### Textauswahl ###
17. Dezember 2016, Agra, Indien
Unglaubliches Indien
Jakob & Ernest:
Wo und vor allem wie sollen wir anfangen, dieses verrückte und faszinierende Land zu beschreiben? Es ist unmöglich, alle Erfahrungen hier oder alle Aspekte dieses Landes zu schildern. Wir werden versuchen euch ein paar der für uns wichtigsten Erlebnisse und Erkenntnisse zu beschreiben.
Währungsproblem
Nachdem wir in der Don Bosco Einrichtung in Mumbai eingetroffen waren, sahen wir uns in erster Linie mit dem Währungsproblem konfrontiert. Modi, der amtierende Premierminister von Indien, erklärte von einem auf den anderen Tag die zwei meistgenutzten Rupien-Banknoten (500er und 1000er) für ungültig. Es entstanden landesweit riesige Probleme, wie die Menschen an Bargeld kommen könnten. In Indien spielt sich der Großteil des Handels, ob klein oder groß, über Bargeld ab.
Die Regierung gab als Grund an, dass man mit dieser Aktion die Korruption bekämpfen wollte. Ab einer gewissen Summe musste jeder nachweisen können, woher das viele Bargeld kommt.
Bis zu 300m lange Warteschlangen bildeten sich vor Banken und Geldautomaten. Die Menschen schliefen vor den Bankschaltern, um am nächsten Tag an Bargeld zu kommen oder um die nun ungültigen Banknoten umzutauschen. Am frühen Nachmittag war oft kein Bargeld mehr in den Kassen, und die Menschen wurden nach stundenlangem Warten nach Hause geschickt. Landesweit kam es zu dutzenden Toten, die entweder an Erschöpfung, Herzinfarkt oder Dehydrierung gestorben sind. Zum Glück hatten wir noch Euros in bar dabei, um diese in Wechselbüros in Rupien umzutauschen.
Armut
Indien ist mit Abstand das ärmste Land, das wir bisher bereist haben. Wir hatten die Gelegenheit, durch die Salesianer den größten Slum Indiens, Dharavi in Mumbai, zu besuchen. Hier unterstützen die Salesianer vor allem die Frauen. Sie leiten „Self-Empowerment“-Gruppen, geben kleine Kredite und ermöglichen den Frauen, eigenständig für Ihre Familien zu sorgen. Auf dem Weg durch die Stadt oder durch den Slum sahen wir fast leblose Menschen am Straßenrand liegen, Kinder in zu großen, abgenutzten T-Shirts, die jeden mit großen Augen anbetteln. Müllberge und äußerst miserable hygienische Zustände, unter denen die Ärmsten der Armen ihr Leben zu meistern versuchen, sind allgegenwärtig in ganz Indien. Es ist schwierig zu erklären, wie ein Slum oder ein heruntergekommenes Viertel aussieht und wie man sich dort fühlt, wenn man da durchgeht.
Offiziell hat die indische Regierung einen Lohn pro Tag errechnet, mit dem ein Arbeiter noch nicht als arm gilt. Der Wert liegt bei 32 Rupien pro Tag, was umgerechnet ca. 50 Eurocent wären. Wie kann ein Mensch mit diesem Lohn als nicht-arm gelten?
### Datensatzinhalt ###
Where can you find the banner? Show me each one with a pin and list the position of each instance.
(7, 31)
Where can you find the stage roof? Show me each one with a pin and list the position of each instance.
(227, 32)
###
Geben Sie aus dem Reisebericht über Indien die Passage von „Die Regierung gab“ bis einschließlich „viele Bargeld kommt.“ unverändert aus.

▶ _Gelöste Aufgabe_
Die Regierung gab als Grund an, dass man mit dieser Aktion die Korruption bekämpfen wollte. Ab einer gewissen Summe musste jeder nachweisen können, woher das viele Bargeld kommt.